• Given text
The French Abbé de Choisy, who came to Ayutthaya in 1685, wrote that, "the king has absolute power. He is truly the god of the Siamese: no-one dares to utter his name." Another 17th-century writer, the Dutchman Van Vliet, remarked that the King of Siam was "honoured and worshipped by his subjects second to god." Laws and orders were issued by the king. For sometimes the king himself was also the highest judge who judged and punished important criminals such as traitors or rebels.[13]

One of the numerous institutional innovations of King Trailokanat (1448–88) was to adopt the position of uparaja, translated as "viceroy" or "prince", usually held by the king's senior son or full brother, in an attempt to regularize the succession to the throne—a particularly difficult feat for a polygamous dynasty. In practice, there was inherent conflict between king and uparaja and frequent disputed successions.[14] However, it is evident that the power of the Throne of Ayutthaya had its limit. The hegemony of the Ayutthaya king was always based on his charisma in terms of his age and supporters. Without supporters, bloody coups took place from time to time. The most powerful figures of the capital were always generals, or the Minister of Military Department, Kalahom. During the last century of Ayutthaya, the bloody fighting among princes and generals, aiming at the throne, plagued the court.

Dataset rows showing where objects appear:
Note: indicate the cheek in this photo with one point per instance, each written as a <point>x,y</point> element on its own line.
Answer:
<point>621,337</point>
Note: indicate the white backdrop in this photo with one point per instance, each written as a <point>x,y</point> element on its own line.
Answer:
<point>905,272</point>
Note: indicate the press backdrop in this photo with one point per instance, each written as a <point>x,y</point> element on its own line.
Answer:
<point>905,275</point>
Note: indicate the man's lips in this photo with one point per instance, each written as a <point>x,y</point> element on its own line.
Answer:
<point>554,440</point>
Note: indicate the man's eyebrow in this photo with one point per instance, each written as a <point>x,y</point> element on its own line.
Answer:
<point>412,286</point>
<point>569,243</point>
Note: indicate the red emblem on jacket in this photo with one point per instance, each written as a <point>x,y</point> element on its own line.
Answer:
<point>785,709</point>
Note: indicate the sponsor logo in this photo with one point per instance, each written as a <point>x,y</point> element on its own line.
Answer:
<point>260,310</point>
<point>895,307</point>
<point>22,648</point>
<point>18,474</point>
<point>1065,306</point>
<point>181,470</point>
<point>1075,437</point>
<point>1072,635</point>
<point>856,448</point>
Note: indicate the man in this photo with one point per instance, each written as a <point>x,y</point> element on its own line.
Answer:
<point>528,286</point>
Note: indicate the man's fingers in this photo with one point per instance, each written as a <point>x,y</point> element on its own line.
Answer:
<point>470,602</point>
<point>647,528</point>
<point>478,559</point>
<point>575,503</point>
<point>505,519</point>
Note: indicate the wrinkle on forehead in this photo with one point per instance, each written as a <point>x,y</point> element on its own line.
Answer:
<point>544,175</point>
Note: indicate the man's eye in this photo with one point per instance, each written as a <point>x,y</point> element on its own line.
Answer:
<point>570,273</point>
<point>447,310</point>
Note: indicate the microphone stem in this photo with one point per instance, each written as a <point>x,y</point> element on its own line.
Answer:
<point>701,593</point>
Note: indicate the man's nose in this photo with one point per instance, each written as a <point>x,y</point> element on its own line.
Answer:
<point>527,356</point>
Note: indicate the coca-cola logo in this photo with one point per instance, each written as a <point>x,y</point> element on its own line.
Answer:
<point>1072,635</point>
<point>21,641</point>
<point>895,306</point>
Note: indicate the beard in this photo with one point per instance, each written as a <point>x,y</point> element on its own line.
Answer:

• Set tasks
A. List every person the passage on royal power in Ayutthaya identifies by name.
B. Extend the passage on royal power in Ayutthaya with a further paragraph that begins after its final sentence.
These rows were taken from a separate source.

• Answer list
A. The Abbé de Choisy, Van Vliet, and King Trailokanat.

B.
Social and political development

Painting of Ayutthaya, ordered by the Dutch East India Company, Amsterdam

The reforms of King Trailok (r.1448-1488) placed the king of Ayutthaya at the centre of a highly stratified social and political hierarchy that extended throughout the realm. Despite a lack of evidence, it is believed that in the Ayutthaya Kingdom, the basic unit of social organization was the village community composed of extended family households. Title to land resided with the headman, who held it in the name of the community, although peasant proprietors enjoyed the use of land as long as they cultivated it.[15] The lords gradually became courtiers (อำมาตย์) and tributary rulers of minor cities. The king ultimately came to be recognized as the earthly incarnation of Shiva or Vishnu, and became the sacred object of politico-religious cult practices officiated over by royal court Brahmans, part of the Buddhist court retinue. In the Buddhist context, the devaraja (divine king) was a bodhisattva (an enlightened being who, out of compassion, forgoes nirvana in order to aid others). The belief in divine kingship prevailed into the eighteenth century, although by that time its religious implications had limited impact.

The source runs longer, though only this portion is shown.